### Point labeling examples
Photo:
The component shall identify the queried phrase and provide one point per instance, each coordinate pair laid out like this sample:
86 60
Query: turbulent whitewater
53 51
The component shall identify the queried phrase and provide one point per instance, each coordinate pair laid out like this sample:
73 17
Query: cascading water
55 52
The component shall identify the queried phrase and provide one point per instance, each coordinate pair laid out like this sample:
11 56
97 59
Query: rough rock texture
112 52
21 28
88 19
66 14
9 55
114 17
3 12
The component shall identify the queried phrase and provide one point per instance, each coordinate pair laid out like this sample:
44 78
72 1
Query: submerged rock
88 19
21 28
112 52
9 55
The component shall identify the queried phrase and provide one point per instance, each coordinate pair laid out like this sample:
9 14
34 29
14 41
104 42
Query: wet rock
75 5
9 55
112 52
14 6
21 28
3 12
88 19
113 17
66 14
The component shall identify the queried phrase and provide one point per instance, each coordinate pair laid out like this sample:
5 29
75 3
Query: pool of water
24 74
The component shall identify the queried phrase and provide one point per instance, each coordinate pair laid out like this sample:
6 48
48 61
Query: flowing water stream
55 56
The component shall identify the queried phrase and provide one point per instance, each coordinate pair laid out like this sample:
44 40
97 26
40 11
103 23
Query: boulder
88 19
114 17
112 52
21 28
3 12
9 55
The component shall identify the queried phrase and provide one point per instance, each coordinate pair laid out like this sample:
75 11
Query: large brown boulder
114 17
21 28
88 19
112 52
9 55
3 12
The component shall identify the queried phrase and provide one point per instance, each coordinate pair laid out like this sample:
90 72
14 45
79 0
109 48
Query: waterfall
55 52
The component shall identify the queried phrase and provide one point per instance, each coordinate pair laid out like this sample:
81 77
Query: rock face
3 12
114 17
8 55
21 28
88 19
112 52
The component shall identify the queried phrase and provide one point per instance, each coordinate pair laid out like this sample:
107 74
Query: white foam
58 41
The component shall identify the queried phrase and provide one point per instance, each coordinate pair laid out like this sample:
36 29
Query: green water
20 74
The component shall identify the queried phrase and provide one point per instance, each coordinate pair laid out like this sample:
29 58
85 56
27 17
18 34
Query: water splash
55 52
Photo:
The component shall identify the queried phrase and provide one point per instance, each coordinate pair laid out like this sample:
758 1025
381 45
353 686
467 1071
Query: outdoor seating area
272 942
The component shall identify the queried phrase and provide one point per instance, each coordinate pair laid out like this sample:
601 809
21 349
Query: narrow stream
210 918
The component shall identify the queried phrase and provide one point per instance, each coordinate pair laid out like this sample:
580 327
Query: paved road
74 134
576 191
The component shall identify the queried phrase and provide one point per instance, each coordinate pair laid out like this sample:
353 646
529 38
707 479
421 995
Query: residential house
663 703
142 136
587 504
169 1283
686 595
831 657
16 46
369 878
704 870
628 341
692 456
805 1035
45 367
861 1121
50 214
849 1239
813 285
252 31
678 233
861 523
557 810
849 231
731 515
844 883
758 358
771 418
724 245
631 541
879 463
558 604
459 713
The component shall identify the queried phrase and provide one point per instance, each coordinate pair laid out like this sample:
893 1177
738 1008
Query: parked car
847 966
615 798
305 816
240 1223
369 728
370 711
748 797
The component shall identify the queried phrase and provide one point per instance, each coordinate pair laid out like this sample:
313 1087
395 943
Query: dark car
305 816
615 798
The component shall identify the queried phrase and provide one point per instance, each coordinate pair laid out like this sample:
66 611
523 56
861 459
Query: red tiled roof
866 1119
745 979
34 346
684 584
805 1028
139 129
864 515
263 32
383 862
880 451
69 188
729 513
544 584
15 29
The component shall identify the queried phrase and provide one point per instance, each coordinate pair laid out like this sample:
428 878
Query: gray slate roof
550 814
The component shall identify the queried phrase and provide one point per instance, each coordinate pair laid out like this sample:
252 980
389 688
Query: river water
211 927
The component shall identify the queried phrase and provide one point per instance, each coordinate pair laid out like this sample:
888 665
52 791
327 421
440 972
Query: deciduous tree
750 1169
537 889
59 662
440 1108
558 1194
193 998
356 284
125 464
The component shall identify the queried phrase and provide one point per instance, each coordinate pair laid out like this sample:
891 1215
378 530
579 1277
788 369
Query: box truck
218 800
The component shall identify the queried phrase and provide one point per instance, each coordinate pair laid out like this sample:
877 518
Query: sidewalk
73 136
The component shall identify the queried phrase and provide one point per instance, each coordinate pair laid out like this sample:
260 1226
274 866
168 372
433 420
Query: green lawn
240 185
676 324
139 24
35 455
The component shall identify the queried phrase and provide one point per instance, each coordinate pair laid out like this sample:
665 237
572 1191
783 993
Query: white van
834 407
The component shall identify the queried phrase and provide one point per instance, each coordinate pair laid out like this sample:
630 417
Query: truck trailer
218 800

### Exercise
Quote every record above exactly.

### Task solution
Photo:
The component shall identify the queried phrase and provide one point per instance, each coordinate pair laid out like this sample:
86 60
Query: turbulent whitewater
53 51
The component shall identify the queried phrase and provide one point per instance, each coordinate pair laid out like this sample:
73 17
Query: cascading water
55 52
The component shall identify the queried phrase and provide one point per instance, each coordinate pair laid out like this sample:
11 56
97 59
Query: rough rock texture
112 52
21 28
88 19
66 14
9 55
114 17
3 12
The component shall identify the queried phrase and provide one point per instance, each coordinate pair laid out like this sample:
44 78
72 1
Query: submerged rock
88 19
21 28
112 52
9 55
The component shall identify the queried phrase and provide one point per instance, each coordinate pair laid out like this sample:
9 14
34 29
14 41
104 42
Query: wet rock
75 5
9 55
112 52
14 6
21 28
3 12
88 19
113 17
66 14
The component shall identify the queried phrase and provide one point per instance, each coordinate pair laid out like this sample:
5 29
75 3
Query: pool of water
24 74
The component shall identify the queried phrase and provide one point per instance, each coordinate pair laid out like this sample:
6 48
48 61
Query: flowing water stream
55 56
The component shall identify the queried phrase and provide one point per instance, each coordinate pair laid out like this sample:
44 40
97 26
40 11
103 23
Query: boulder
88 19
114 17
112 52
21 28
3 12
9 55
The component shall identify the queried phrase and provide one point per instance, each coordinate pair laid out like this sample:
75 11
Query: large brown boulder
114 17
21 28
88 19
112 52
9 55
3 12
The component shall identify the queried phrase and provide one point per instance, each coordinate pair laid out like this sample:
90 72
14 45
79 0
109 48
Query: waterfall
55 52
The component shall identify the queried phrase and provide one point per instance, each coordinate pair laid out like this sample:
81 77
Query: rock face
3 12
114 17
8 55
21 28
88 19
112 52
The component shall identify the queried phrase and provide one point per instance, each coordinate pair laid out like this sample:
107 74
Query: white foam
58 41
The component shall identify the queried phrase and provide one point per instance, each coordinate pair laid out like this sample:
36 29
Query: green water
20 74
The component shall identify the queried phrase and provide one point per instance, each coordinate pair laid out like this sample:
29 58
85 56
27 17
18 34
Query: water splash
55 52
Photo:
The component shall identify the queried phrase and provide one point per instance, each coordinate pair laid out like this sample:
758 1025
381 45
353 686
467 1071
Query: outdoor seating area
272 942
The component shall identify the queried phrase and provide one point per instance, each coordinate pair laid out like this sample:
601 809
21 349
Query: narrow stream
210 918
The component shall identify the queried phrase and provide one point per instance, each coordinate pair laid out like this sample:
580 327
Query: paved road
74 134
576 191
The component shall identify the queried phrase and provide one point per instance, each coordinate pair laid out like this sample:
353 646
529 38
707 479
421 995
Query: residential house
663 703
142 136
587 504
169 1283
686 595
831 657
16 46
369 878
704 870
628 341
692 456
805 1035
45 367
861 1121
50 214
849 1239
813 285
252 31
678 233
861 523
557 810
849 231
731 515
844 883
758 358
771 418
724 245
631 541
879 463
558 604
459 713
The component shall identify the queried phrase and provide one point per instance, each coordinate pair laid out like this sample:
893 1177
738 1008
Query: parked car
847 966
615 798
305 816
240 1223
369 728
370 711
748 797
The component shall identify the queried phrase and provide one point per instance, each coordinate pair laid out like this sample:
313 1087
395 943
Query: dark car
305 816
615 798
The component shall identify the queried phrase and provide one point per instance, each coordinate pair laid out like this sample:
66 611
523 56
861 459
Query: red tiled roof
866 1119
745 979
34 346
684 584
805 1028
139 129
864 515
263 32
383 862
880 451
69 188
729 513
544 584
15 29
The component shall identify the queried phrase and provide one point per instance, each coordinate pair laid out like this sample:
428 878
Query: gray slate roof
550 814
The component shall identify the queried phrase and provide one point per instance, each coordinate pair laid out like this sample:
252 980
389 688
Query: river water
211 927
The component shall identify the queried phrase and provide one point per instance, each coordinate pair laid out like this sample:
888 665
52 791
327 421
440 972
Query: deciduous tree
750 1169
537 889
59 662
440 1108
558 1194
193 998
356 284
125 464
The component shall identify the queried phrase and provide one point per instance, each coordinate pair laid out like this sample:
891 1215
378 530
579 1277
788 369
Query: box truck
218 800
The component shall identify the queried phrase and provide one point per instance, each coordinate pair laid out like this sample:
877 518
Query: sidewalk
73 136
The component shall identify the queried phrase and provide one point per instance, each coordinate pair laid out like this sample:
260 1226
274 866
168 372
433 420
Query: green lawn
240 185
676 324
139 24
35 455
The component shall identify the queried phrase and provide one point per instance, each coordinate pair laid out like this sample:
665 237
572 1191
783 993
Query: white van
834 407
The component shall identify the queried phrase and provide one point per instance, each coordinate pair laid out like this sample:
630 417
Query: truck trailer
218 800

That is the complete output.